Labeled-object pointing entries
^^^^^^^^

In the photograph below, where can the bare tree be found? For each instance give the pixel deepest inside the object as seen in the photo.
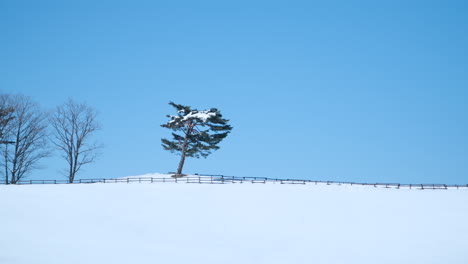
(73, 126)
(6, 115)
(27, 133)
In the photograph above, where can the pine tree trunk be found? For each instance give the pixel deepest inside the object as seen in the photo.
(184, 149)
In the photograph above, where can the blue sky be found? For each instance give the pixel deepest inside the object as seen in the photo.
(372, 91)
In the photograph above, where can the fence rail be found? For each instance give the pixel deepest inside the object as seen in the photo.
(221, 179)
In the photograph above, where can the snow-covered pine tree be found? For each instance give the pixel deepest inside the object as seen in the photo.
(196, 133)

^^^^^^^^

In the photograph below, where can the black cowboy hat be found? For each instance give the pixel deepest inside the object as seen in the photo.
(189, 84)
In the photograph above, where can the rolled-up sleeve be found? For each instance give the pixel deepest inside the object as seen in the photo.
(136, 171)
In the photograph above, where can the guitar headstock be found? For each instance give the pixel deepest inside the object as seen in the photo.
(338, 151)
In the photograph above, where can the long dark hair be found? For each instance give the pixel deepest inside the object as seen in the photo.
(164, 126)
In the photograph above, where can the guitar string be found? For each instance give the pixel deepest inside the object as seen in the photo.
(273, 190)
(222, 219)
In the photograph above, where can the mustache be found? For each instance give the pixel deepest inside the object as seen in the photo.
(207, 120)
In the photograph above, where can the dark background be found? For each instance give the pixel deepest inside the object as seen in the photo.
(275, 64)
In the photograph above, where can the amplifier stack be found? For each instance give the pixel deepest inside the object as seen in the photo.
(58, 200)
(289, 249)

^^^^^^^^

#### Exercise task:
Gather every line in the records above that contains the string "pine", treating uppercase and lowercase as different.

#### Final answer:
In the photograph above, where can the pine tree trunk be found? For each instance give the pixel deepest inside the object as seen in the photo.
In the photograph above, where can the snow-covered pine tree be found? For each instance give the pixel deepest inside the object as seen in the photo.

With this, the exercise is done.